> **DOCUMENT PASSAGE**
# Discontinuous Galerkin methods and their adaptivity for the tempered   fractional (convection) diffusion equations

**Authors:** Xudong Wang, Weihua Deng

arXiv: 1706.02826 · 2020-06-16

## TL;DR

This paper develops and analyzes adaptive discontinuous Galerkin methods for solving tempered fractional convection-diffusion equations, demonstrating their stability, convergence, and effectiveness through theoretical analysis and numerical experiments.

## Contribution

It introduces a novel adaptive DG framework with a posteriori error estimates for tempered fractional PDEs, applicable to general fractional operators.

## Key findings

- Proved stability and convergence of the proposed DG schemes.
- Designed effective local error indicators for adaptivity.
- Validated the methods through extensive numerical experiments.

> **PROVIDED RECORDS**

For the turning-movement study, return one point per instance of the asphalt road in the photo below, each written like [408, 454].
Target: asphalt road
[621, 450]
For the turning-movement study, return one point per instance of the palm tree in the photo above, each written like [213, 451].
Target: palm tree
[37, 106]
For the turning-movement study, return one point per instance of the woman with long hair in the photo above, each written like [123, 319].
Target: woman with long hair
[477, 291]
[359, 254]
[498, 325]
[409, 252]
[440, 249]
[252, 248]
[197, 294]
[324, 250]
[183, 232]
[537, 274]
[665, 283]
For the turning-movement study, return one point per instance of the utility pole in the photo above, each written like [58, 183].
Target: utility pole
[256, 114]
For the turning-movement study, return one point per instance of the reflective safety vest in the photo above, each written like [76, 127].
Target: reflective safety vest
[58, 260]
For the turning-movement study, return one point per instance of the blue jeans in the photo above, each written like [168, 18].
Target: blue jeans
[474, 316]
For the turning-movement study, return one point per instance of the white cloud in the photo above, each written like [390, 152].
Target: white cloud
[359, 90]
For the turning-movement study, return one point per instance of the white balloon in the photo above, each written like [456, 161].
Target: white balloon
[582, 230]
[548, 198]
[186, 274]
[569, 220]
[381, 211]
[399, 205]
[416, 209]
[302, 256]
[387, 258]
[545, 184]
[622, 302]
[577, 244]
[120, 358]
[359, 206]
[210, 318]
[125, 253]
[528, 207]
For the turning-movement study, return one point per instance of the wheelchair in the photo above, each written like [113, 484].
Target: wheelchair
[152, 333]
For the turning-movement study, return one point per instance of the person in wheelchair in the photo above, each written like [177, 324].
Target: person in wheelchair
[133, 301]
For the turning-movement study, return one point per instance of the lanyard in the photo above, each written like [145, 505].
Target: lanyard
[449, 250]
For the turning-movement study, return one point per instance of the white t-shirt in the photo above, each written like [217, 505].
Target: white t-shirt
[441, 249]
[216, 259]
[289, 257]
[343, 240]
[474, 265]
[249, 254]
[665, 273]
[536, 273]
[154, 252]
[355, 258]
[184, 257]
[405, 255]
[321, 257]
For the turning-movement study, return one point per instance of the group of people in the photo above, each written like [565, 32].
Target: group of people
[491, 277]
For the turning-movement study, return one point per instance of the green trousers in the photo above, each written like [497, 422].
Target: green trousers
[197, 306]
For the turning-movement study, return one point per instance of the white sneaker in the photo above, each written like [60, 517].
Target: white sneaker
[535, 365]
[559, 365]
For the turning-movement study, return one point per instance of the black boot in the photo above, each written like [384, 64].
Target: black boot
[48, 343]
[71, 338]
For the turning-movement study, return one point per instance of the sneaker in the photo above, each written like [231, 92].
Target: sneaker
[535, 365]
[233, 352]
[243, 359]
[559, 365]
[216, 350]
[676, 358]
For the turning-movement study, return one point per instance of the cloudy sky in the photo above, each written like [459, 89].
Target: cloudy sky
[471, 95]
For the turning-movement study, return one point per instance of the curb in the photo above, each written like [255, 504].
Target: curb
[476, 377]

> **EXERCISE A**
Pull out every line of the listing that contains the string "vest". Case must match.
> **EXERCISE B**
Write the next part of the paper summary on discontinuous Galerkin methods, starting after its last line.
The listing has no connection to the paper summary on discontinuous Galerkin methods.

> **TASK RESPONSE A**
For the turning-movement study, return one point per instance of the reflective safety vest in the photo above, each written like [76, 127].
Target: reflective safety vest

> **TASK RESPONSE B**
## Abstract

This paper focuses on the adaptive discontinuous Galerkin (DG) methods for the tempered fractional (convection) diffusion equations. The DG schemes with interior penalty for the diffusion term and numerical flux for the convection term are used to solve the equations, and the detailed stability and convergence analyses are provided. Based on the derived posteriori error estimates, the local error indicator is designed. The theoretical results and the effectiveness of the adaptive DG methods are respectively verified and displayed by the extensive numerical experiments. The strategy of designing adaptive schemes presented in this paper works for the general PDEs with fractional operators.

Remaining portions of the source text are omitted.